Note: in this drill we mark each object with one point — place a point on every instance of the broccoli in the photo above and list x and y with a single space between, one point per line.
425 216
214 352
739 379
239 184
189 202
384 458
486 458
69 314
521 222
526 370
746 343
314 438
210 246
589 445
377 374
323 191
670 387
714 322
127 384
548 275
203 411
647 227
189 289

★ ★ ★ ★ ★

> [WORK TO BE COMPLETED] Lay out every line of the rows above as a JSON list of strings, one string per line, with blank lines left out.

> [COMPLETED TASK]
[
  "Note: in this drill we mark each object with one point — place a point on every instance of the broccoli in the photo above and list x and y with a single space between, one point per line.",
  "425 216",
  "214 352",
  "739 379",
  "239 184",
  "189 202",
  "384 458",
  "486 458",
  "69 314",
  "521 222",
  "526 370",
  "746 343",
  "314 438",
  "210 246",
  "589 445",
  "377 374",
  "323 191",
  "670 387",
  "714 322",
  "127 384",
  "548 275",
  "203 411",
  "647 227",
  "189 289"
]